YOUR OBJECTIVE
Render every line of the records below as a Markdown table with the columns "Row" and "Line", numbering each row and skipping blank lines. Leave the pictures out.

PROVIDED DATA
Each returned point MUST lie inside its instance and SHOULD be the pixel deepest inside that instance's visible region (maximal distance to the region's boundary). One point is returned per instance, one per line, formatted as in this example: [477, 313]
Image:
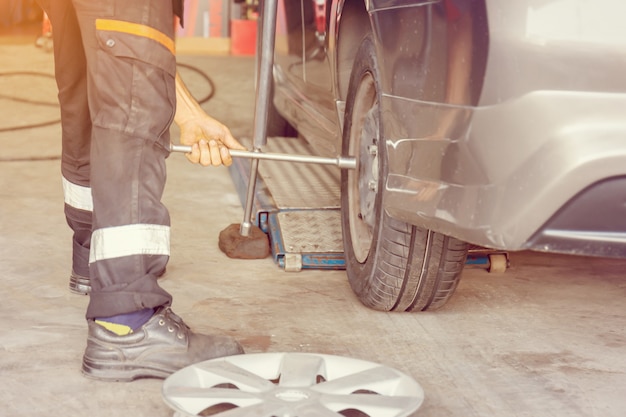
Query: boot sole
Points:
[121, 372]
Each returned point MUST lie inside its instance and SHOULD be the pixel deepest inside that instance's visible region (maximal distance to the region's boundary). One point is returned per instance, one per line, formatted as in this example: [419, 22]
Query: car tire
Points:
[391, 265]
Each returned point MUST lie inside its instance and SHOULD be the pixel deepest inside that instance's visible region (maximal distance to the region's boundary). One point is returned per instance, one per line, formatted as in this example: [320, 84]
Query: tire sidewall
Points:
[361, 274]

RESPONSE TO THIS TASK
| Row | Line |
|---|---|
| 1 | Each returned point MUST lie inside its instance and SHOULD be the pixel deepest inside that instance's visible region (maximal distance to the region's boundary). One point is returned per instance, one per line, formatted as in this example: [477, 313] |
| 2 | Image: |
| 3 | Query: boot sole |
| 4 | Points: |
| 5 | [121, 372] |
| 6 | Each returned point MUST lie inside its instance and SHOULD be the pixel deepest inside that instance's visible region (maximal distance to the region's boundary). One point is returned per instance, one per line, formatted as in this example: [419, 22] |
| 7 | Query: car tire |
| 8 | Points: |
| 9 | [391, 265] |
| 10 | Each returned point MUST lie inside its instance and SHOULD be the pixel deepest inside that instance's visible region (maximal distance to the region's boundary). One point is returned per instance, one per line, formatted as in this example: [320, 84] |
| 11 | Query: tire sidewall |
| 12 | Points: |
| 13 | [361, 274] |